Work order:
Write down each entry precisely as given.

-.-.-

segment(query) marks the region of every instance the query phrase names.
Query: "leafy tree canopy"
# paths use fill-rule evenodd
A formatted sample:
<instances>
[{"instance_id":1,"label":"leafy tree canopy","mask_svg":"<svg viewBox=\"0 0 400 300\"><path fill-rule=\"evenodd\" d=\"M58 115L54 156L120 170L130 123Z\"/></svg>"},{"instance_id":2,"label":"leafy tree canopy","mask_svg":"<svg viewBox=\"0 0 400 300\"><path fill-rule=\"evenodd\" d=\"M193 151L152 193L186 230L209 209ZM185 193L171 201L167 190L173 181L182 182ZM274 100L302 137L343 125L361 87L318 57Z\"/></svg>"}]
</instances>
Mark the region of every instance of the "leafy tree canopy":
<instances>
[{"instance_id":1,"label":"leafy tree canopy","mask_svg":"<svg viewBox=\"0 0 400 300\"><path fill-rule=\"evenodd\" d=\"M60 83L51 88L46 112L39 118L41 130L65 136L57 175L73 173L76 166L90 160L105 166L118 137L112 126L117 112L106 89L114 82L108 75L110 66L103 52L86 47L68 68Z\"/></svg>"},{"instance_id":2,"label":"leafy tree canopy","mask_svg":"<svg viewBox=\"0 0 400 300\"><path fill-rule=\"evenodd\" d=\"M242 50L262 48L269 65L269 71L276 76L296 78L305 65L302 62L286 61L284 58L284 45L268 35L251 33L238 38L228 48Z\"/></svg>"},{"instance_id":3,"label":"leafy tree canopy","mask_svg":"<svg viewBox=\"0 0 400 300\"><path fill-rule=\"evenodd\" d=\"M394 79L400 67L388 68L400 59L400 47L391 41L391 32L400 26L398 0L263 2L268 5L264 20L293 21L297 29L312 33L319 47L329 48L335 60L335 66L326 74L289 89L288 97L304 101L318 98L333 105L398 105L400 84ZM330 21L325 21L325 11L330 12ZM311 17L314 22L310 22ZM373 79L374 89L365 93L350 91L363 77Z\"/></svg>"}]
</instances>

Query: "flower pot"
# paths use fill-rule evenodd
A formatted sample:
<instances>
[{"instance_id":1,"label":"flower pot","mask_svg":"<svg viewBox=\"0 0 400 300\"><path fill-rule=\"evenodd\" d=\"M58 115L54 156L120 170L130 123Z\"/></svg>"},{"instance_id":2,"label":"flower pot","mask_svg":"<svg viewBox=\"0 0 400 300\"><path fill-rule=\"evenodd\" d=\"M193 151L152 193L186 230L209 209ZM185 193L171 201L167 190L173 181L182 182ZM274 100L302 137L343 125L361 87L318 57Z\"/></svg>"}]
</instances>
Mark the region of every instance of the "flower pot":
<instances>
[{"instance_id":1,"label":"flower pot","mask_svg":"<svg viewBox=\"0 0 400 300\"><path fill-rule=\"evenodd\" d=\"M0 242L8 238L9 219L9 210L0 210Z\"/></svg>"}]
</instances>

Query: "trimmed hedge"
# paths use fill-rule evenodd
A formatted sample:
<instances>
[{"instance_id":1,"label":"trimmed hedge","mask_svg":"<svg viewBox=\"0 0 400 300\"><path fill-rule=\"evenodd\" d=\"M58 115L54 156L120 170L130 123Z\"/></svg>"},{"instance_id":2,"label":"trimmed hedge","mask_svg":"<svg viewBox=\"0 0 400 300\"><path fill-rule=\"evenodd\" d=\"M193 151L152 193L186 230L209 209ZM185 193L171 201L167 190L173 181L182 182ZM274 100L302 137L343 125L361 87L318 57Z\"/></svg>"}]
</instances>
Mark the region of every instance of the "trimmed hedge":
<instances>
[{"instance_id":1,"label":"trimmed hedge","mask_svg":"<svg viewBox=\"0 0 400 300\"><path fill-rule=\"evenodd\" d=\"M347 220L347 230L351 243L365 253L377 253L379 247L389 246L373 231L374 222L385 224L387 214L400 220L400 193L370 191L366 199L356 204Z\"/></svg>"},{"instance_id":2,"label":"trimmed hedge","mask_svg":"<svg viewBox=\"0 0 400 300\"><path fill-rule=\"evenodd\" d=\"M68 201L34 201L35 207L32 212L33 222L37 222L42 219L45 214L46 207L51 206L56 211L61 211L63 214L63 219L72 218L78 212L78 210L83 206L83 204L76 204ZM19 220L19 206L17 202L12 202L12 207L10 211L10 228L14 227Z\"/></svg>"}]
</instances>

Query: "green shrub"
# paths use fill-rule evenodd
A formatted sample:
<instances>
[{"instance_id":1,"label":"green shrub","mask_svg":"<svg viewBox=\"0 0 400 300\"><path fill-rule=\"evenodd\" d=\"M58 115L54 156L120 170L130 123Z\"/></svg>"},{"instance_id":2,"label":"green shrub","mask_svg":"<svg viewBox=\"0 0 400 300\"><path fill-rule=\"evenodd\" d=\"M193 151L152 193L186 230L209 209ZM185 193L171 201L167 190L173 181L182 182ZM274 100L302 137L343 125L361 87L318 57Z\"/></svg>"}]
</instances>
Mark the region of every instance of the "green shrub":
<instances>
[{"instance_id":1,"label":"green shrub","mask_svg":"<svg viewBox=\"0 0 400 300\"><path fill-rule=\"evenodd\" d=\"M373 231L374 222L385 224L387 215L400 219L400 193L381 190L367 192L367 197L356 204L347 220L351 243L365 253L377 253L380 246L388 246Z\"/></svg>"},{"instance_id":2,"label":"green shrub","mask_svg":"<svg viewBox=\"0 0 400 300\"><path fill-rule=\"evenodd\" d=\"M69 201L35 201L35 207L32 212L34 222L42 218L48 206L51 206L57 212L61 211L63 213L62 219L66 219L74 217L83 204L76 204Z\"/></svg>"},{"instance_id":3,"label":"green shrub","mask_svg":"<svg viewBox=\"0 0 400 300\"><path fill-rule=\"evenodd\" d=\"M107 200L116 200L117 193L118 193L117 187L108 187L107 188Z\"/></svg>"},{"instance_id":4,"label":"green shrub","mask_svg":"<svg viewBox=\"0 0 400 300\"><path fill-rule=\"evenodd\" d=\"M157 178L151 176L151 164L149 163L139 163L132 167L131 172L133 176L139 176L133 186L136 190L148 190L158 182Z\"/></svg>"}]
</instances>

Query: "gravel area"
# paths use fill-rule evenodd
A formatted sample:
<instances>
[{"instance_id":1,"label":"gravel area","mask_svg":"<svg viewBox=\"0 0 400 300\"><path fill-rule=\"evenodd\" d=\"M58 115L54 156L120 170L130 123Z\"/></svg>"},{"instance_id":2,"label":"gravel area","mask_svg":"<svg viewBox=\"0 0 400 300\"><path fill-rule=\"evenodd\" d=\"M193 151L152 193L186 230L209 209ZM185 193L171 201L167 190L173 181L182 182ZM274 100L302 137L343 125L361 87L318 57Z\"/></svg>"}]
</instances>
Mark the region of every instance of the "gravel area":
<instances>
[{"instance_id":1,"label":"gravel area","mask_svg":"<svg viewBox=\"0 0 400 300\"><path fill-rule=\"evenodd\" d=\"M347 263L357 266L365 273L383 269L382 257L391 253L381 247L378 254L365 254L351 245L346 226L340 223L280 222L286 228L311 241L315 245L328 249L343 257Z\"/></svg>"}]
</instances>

-.-.-

Your solution:
segment(query) marks the region of every instance the query phrase names.
Query: "leafy tree canopy"
# paths use fill-rule evenodd
A formatted sample:
<instances>
[{"instance_id":1,"label":"leafy tree canopy","mask_svg":"<svg viewBox=\"0 0 400 300\"><path fill-rule=\"evenodd\" d=\"M58 115L54 156L120 170L130 123Z\"/></svg>"},{"instance_id":2,"label":"leafy tree canopy","mask_svg":"<svg viewBox=\"0 0 400 300\"><path fill-rule=\"evenodd\" d=\"M193 151L152 193L186 230L209 209ZM185 193L171 201L167 190L173 181L182 182ZM274 100L302 137L343 125L361 87L318 57Z\"/></svg>"}]
</instances>
Mark the region of every instance of the "leafy tree canopy":
<instances>
[{"instance_id":1,"label":"leafy tree canopy","mask_svg":"<svg viewBox=\"0 0 400 300\"><path fill-rule=\"evenodd\" d=\"M60 83L51 88L46 112L39 118L41 130L65 136L57 175L73 173L76 166L90 160L105 166L118 137L112 126L117 112L106 89L114 82L108 75L110 66L103 52L86 47L68 68Z\"/></svg>"},{"instance_id":2,"label":"leafy tree canopy","mask_svg":"<svg viewBox=\"0 0 400 300\"><path fill-rule=\"evenodd\" d=\"M242 50L262 48L269 65L269 71L276 76L296 78L305 65L302 62L286 61L284 58L284 45L268 35L251 33L238 38L228 48Z\"/></svg>"},{"instance_id":3,"label":"leafy tree canopy","mask_svg":"<svg viewBox=\"0 0 400 300\"><path fill-rule=\"evenodd\" d=\"M394 79L400 67L388 68L400 59L400 47L391 41L391 32L400 26L398 0L263 2L268 5L264 20L293 21L297 29L312 33L319 47L329 48L335 60L335 66L326 74L289 89L288 97L304 101L318 98L333 105L398 105L400 84ZM330 21L325 21L325 11L330 12ZM311 17L314 22L310 22ZM373 79L374 89L365 93L350 91L363 77Z\"/></svg>"}]
</instances>

Query: "flower pot"
# paths use fill-rule evenodd
A formatted sample:
<instances>
[{"instance_id":1,"label":"flower pot","mask_svg":"<svg viewBox=\"0 0 400 300\"><path fill-rule=\"evenodd\" d=\"M58 115L54 156L120 170L130 123Z\"/></svg>"},{"instance_id":2,"label":"flower pot","mask_svg":"<svg viewBox=\"0 0 400 300\"><path fill-rule=\"evenodd\" d=\"M193 151L152 193L186 230L209 209ZM185 193L171 201L167 190L173 181L182 182ZM274 100L302 137L343 125L361 87L318 57Z\"/></svg>"}]
</instances>
Mark the region of every instance of the "flower pot":
<instances>
[{"instance_id":1,"label":"flower pot","mask_svg":"<svg viewBox=\"0 0 400 300\"><path fill-rule=\"evenodd\" d=\"M0 242L8 238L9 219L9 210L0 210Z\"/></svg>"}]
</instances>

Query: "trimmed hedge"
# paths use fill-rule evenodd
A formatted sample:
<instances>
[{"instance_id":1,"label":"trimmed hedge","mask_svg":"<svg viewBox=\"0 0 400 300\"><path fill-rule=\"evenodd\" d=\"M58 115L54 156L120 170L130 123Z\"/></svg>"},{"instance_id":2,"label":"trimmed hedge","mask_svg":"<svg viewBox=\"0 0 400 300\"><path fill-rule=\"evenodd\" d=\"M193 151L152 193L186 230L209 209ZM185 193L171 201L167 190L173 181L182 182ZM274 100L302 137L343 125L361 87L318 57Z\"/></svg>"}]
</instances>
Mark the region of every instance of the "trimmed hedge":
<instances>
[{"instance_id":1,"label":"trimmed hedge","mask_svg":"<svg viewBox=\"0 0 400 300\"><path fill-rule=\"evenodd\" d=\"M347 220L347 230L351 243L365 253L377 253L379 247L389 246L373 231L374 222L385 224L387 214L400 220L400 193L370 191L366 199L356 204Z\"/></svg>"},{"instance_id":2,"label":"trimmed hedge","mask_svg":"<svg viewBox=\"0 0 400 300\"><path fill-rule=\"evenodd\" d=\"M68 201L34 201L35 207L32 212L33 222L37 222L42 219L45 214L46 207L51 206L56 211L61 211L63 214L63 219L72 218L78 212L78 210L83 206L83 204L76 204ZM19 220L19 206L17 202L12 202L12 207L10 211L10 228L14 227Z\"/></svg>"}]
</instances>

Query: "green shrub"
# paths use fill-rule evenodd
A formatted sample:
<instances>
[{"instance_id":1,"label":"green shrub","mask_svg":"<svg viewBox=\"0 0 400 300\"><path fill-rule=\"evenodd\" d=\"M58 115L54 156L120 170L130 123Z\"/></svg>"},{"instance_id":2,"label":"green shrub","mask_svg":"<svg viewBox=\"0 0 400 300\"><path fill-rule=\"evenodd\" d=\"M193 151L152 193L186 230L209 209ZM185 193L171 201L167 190L173 181L182 182ZM274 100L302 137L343 125L361 87L318 57Z\"/></svg>"}]
</instances>
Mark the region of every instance of the "green shrub":
<instances>
[{"instance_id":1,"label":"green shrub","mask_svg":"<svg viewBox=\"0 0 400 300\"><path fill-rule=\"evenodd\" d=\"M373 231L374 222L385 224L387 215L400 219L400 193L381 190L367 192L367 197L356 204L347 220L351 243L365 253L377 253L380 246L388 246Z\"/></svg>"},{"instance_id":2,"label":"green shrub","mask_svg":"<svg viewBox=\"0 0 400 300\"><path fill-rule=\"evenodd\" d=\"M69 201L35 201L35 207L32 212L34 222L42 218L48 206L51 206L57 212L61 211L63 213L62 219L66 219L74 217L83 204L76 204Z\"/></svg>"},{"instance_id":3,"label":"green shrub","mask_svg":"<svg viewBox=\"0 0 400 300\"><path fill-rule=\"evenodd\" d=\"M107 200L116 200L117 193L118 193L117 187L108 187L107 188Z\"/></svg>"},{"instance_id":4,"label":"green shrub","mask_svg":"<svg viewBox=\"0 0 400 300\"><path fill-rule=\"evenodd\" d=\"M157 178L151 176L151 164L149 163L139 163L132 167L131 172L133 176L139 176L133 186L136 190L148 190L158 182Z\"/></svg>"}]
</instances>

Query: "gravel area"
# paths use fill-rule evenodd
A formatted sample:
<instances>
[{"instance_id":1,"label":"gravel area","mask_svg":"<svg viewBox=\"0 0 400 300\"><path fill-rule=\"evenodd\" d=\"M58 115L54 156L120 170L130 123Z\"/></svg>"},{"instance_id":2,"label":"gravel area","mask_svg":"<svg viewBox=\"0 0 400 300\"><path fill-rule=\"evenodd\" d=\"M193 151L152 193L186 230L209 209ZM185 193L171 201L167 190L173 181L182 182ZM274 100L302 137L343 125L361 87L318 57Z\"/></svg>"}]
</instances>
Mark the region of every instance of the "gravel area":
<instances>
[{"instance_id":1,"label":"gravel area","mask_svg":"<svg viewBox=\"0 0 400 300\"><path fill-rule=\"evenodd\" d=\"M347 263L357 266L365 273L383 269L382 257L391 253L381 247L378 254L365 254L351 245L346 226L340 223L280 222L286 228L311 241L315 245L328 249L343 257Z\"/></svg>"}]
</instances>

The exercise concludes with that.